Laurel & Dayshape join forces to cut revenue leakage

Thu, 4th Jun 2026 (Today)

Laurel and Dayshape have partnered to address revenue leakage in professional services firms by linking resource planning data with automated work tracking.

The partnership combines Dayshape's resource planning platform with Laurel's work intelligence software to give firms a clearer view of how work is scheduled, carried out and billed. The aim is to reduce reliance on incomplete timesheet data and disconnected planning systems.

Profit pressure

Professional services firms are under growing pressure to improve profitability as leaders try to protect margins and raise productivity. Research cited by Dayshape found that 42% of firms missed revenue targets over the past year, while 38% lacked clear visibility into team capacity and availability, and 37% lacked real-time insight into profitability by team or project.

The joint offering is designed to help firms identify operational blind spots, improve utilisation, strengthen forecasting and recover billable time that might otherwise go unrecorded. Laurel's software captures work activity across meetings, emails, documents and digital workflows, while Dayshape uses scheduling and project financial data to support staffing and planning decisions.

Time capture

The issue is significant for firms that still rely on manual time entry to measure work and support billing. In sectors such as accounting, consulting and legal services, gaps in time recording can affect revenue recognition, project profitability and the ability to assess whether teams are being deployed effectively.

Dayshape said customers using its platform typically see a 5% increase in utilisation. Laurel said its users capture an average of 28 additional minutes a day. Both companies said their customers report profit increases of 11%.

The partnership also gives each company access to a broader set of data. Scheduling information from Dayshape can provide context for Laurel's system when matching recorded time to the right matters and engagements, while Laurel's time records can improve the accuracy of Dayshape's plan-versus-actual reporting.

Partner networks

Both companies sell to large professional services organisations. They are also part of the Microsoft and Workday partner networks, which could simplify deployment for joint customers.

■ ACTIONS TO TAKE
- 1) From the partnership article, copy the passage from "Laurel & Dayshape" up to and including "automated work tracking.".
- 2) According to the partnership article, how much additional time do Laurel's users capture on average each day?
The rows have no role here.

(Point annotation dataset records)
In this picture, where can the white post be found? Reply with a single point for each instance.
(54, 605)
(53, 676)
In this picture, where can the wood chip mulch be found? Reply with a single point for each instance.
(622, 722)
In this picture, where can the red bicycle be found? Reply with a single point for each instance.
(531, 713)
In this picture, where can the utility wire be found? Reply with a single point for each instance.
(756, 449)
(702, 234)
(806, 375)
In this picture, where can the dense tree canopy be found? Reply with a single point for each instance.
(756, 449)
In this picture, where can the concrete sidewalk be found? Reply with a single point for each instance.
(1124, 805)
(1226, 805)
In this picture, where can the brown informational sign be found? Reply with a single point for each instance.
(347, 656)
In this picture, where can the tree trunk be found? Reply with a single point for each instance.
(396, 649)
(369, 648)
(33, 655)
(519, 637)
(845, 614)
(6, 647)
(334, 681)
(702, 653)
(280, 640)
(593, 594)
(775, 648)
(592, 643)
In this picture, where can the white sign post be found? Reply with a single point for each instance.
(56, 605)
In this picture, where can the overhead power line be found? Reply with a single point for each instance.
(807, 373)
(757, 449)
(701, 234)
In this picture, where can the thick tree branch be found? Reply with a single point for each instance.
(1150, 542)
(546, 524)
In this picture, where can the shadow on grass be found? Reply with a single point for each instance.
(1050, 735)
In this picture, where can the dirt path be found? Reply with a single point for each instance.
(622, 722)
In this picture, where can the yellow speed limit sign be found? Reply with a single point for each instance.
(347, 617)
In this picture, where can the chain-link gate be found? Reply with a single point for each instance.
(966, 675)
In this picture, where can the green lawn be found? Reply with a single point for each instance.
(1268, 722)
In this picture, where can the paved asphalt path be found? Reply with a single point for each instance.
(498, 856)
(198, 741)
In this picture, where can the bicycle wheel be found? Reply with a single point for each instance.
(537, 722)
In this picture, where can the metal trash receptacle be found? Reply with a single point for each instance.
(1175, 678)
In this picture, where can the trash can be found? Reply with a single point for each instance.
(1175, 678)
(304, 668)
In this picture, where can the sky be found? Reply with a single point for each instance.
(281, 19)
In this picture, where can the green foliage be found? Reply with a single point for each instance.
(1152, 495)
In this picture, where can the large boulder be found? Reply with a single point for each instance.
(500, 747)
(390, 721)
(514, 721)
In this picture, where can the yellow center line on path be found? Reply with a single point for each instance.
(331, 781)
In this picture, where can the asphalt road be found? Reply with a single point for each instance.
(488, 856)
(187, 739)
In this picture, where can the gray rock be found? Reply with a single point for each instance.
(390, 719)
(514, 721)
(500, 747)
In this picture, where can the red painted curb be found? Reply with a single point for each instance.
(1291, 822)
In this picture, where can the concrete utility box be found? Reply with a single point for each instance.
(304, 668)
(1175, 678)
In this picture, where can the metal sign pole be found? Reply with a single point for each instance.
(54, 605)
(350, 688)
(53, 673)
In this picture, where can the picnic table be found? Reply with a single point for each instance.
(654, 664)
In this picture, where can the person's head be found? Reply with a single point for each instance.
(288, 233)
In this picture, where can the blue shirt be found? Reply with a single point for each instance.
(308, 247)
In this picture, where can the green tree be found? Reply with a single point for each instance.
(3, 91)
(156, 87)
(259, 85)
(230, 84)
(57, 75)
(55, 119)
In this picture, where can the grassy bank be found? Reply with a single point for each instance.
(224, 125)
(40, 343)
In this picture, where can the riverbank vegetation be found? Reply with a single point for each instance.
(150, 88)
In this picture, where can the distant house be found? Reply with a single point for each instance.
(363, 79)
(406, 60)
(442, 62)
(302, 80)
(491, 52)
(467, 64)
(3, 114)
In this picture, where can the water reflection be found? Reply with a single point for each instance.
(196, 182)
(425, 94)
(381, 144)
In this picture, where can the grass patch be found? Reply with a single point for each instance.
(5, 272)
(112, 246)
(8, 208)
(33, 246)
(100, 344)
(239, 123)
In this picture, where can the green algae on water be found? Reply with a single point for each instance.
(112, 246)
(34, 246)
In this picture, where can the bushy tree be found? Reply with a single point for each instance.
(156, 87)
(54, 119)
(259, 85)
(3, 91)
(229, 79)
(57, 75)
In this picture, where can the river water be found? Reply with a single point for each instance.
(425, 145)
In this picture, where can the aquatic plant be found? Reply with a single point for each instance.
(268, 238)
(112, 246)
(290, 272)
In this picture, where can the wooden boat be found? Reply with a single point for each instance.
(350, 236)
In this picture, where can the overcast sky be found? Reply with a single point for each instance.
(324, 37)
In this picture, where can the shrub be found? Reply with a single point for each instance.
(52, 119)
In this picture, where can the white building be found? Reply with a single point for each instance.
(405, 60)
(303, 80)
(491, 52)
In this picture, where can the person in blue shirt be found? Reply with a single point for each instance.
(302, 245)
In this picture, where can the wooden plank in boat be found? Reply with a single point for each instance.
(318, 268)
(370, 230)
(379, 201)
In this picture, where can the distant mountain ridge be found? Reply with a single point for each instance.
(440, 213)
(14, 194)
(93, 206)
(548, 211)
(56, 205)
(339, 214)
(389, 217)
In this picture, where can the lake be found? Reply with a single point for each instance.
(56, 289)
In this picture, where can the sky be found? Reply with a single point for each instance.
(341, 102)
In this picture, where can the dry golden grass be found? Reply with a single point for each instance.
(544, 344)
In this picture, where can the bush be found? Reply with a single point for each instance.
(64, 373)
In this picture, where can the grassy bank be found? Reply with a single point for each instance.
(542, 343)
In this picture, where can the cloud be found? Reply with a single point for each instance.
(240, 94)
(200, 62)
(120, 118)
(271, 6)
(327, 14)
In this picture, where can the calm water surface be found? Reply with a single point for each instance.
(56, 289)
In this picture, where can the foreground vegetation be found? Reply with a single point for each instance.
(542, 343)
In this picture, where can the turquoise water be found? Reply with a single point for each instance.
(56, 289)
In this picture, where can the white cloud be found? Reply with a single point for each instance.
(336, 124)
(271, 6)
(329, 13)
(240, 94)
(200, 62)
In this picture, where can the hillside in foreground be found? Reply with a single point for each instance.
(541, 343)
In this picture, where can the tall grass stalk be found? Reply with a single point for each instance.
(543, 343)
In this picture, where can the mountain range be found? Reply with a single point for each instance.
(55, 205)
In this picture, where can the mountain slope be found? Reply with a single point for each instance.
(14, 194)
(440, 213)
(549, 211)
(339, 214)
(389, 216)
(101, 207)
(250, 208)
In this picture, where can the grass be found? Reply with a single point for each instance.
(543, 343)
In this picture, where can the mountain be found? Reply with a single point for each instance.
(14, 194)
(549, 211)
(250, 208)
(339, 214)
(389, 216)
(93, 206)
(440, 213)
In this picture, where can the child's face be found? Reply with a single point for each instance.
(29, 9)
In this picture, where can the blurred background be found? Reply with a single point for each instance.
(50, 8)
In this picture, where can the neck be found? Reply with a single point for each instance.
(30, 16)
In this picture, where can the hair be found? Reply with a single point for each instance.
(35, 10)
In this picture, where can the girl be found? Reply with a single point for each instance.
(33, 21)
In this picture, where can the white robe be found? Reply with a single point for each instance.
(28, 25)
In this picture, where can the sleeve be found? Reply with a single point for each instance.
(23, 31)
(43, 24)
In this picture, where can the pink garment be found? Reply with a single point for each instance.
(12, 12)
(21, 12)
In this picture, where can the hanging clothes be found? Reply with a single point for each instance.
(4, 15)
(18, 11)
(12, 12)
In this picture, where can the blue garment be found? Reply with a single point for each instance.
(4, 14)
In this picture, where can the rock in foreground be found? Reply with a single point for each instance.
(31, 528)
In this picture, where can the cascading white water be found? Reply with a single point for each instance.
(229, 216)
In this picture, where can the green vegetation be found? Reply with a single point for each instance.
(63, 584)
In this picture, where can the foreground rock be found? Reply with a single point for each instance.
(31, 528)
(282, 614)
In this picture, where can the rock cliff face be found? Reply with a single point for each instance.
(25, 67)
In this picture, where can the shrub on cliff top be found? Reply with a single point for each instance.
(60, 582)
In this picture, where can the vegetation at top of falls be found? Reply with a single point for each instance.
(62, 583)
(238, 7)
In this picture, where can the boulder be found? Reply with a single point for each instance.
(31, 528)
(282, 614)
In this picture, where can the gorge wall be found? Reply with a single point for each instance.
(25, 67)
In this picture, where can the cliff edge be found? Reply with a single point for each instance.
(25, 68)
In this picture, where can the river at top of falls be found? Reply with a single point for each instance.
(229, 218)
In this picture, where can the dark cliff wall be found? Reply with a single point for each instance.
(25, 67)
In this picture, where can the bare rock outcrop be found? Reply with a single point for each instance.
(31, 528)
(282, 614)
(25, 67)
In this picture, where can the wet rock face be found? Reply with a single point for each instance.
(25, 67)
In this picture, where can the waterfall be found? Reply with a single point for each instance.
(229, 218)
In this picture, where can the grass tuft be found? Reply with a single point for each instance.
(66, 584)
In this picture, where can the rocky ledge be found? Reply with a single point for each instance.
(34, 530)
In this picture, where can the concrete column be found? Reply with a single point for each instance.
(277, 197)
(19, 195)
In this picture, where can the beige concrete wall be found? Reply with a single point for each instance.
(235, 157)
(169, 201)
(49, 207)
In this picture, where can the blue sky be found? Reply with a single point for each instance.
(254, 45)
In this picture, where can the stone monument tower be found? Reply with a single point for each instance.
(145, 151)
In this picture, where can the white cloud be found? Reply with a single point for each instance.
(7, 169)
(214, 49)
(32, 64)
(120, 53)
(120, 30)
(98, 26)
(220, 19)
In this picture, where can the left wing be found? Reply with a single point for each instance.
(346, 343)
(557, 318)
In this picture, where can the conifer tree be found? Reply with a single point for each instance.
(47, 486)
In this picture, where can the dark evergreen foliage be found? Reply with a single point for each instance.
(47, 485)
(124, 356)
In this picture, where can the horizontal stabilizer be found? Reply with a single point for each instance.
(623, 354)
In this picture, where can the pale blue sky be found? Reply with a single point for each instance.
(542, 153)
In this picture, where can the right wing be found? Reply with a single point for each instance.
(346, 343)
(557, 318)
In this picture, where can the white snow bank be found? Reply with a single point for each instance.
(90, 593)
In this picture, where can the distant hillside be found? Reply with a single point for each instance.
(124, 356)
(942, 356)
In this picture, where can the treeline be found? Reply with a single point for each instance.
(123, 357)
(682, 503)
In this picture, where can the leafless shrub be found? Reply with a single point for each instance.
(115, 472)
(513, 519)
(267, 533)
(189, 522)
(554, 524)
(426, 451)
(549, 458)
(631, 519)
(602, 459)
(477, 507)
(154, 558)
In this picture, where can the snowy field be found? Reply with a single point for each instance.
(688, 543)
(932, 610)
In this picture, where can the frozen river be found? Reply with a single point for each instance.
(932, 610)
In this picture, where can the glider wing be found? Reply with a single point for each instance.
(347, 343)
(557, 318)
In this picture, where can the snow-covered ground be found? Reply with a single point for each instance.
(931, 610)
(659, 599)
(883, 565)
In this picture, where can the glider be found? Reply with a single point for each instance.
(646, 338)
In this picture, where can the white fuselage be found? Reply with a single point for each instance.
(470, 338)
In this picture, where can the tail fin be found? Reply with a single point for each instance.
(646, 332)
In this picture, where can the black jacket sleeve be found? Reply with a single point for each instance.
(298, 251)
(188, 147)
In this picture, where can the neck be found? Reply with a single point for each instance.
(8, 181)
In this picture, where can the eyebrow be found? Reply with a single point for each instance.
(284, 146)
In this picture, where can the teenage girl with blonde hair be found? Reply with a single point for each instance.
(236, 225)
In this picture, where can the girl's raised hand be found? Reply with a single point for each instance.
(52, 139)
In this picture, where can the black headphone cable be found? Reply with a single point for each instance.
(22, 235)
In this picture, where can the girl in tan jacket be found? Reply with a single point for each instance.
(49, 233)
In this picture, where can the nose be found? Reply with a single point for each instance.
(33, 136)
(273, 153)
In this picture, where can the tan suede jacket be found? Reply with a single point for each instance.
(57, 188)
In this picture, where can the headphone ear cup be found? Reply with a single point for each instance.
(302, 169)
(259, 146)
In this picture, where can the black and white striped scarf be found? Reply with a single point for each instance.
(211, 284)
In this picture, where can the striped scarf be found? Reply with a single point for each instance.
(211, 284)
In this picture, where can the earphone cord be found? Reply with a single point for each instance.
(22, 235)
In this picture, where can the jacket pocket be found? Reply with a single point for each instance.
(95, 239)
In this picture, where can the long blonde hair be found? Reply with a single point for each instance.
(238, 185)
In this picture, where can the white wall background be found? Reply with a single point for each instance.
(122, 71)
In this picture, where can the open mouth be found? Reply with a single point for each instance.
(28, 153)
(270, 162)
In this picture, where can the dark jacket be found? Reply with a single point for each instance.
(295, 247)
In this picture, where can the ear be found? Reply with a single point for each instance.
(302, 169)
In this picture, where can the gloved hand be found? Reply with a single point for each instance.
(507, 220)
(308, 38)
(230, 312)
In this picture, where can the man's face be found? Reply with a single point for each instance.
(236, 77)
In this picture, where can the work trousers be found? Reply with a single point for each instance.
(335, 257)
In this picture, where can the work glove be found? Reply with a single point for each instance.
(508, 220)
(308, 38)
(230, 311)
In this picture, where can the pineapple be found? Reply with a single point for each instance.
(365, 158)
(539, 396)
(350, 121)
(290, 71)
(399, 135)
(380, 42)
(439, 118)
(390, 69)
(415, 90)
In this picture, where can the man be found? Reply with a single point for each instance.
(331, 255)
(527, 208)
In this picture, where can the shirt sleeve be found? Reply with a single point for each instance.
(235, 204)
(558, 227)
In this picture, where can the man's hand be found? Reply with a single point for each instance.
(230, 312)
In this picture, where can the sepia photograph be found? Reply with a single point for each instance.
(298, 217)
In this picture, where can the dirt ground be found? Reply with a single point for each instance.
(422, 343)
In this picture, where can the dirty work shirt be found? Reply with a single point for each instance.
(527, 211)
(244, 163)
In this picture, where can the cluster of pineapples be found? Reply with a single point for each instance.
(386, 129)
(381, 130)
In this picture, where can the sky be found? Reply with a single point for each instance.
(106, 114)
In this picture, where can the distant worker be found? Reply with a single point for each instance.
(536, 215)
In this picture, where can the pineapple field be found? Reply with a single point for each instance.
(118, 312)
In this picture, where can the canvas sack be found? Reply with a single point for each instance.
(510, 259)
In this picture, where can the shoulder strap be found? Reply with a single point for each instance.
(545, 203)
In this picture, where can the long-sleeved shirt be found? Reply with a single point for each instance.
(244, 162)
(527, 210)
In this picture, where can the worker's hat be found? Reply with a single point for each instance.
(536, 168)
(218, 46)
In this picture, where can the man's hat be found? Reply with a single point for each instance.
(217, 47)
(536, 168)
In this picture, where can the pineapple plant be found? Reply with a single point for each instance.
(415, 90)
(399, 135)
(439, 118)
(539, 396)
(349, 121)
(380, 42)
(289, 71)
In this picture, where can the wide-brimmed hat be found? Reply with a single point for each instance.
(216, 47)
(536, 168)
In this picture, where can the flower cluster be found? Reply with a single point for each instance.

■ TASK SOLUTIONS
- 1)
Laurel & Dayshape join forces to cut revenue leakage

Thu, 4th Jun 2026 (Today)

Laurel and Dayshape have partnered to address revenue leakage in professional services firms by linking resource planning data with automated work tracking.

- 2) 28 additional minutes a day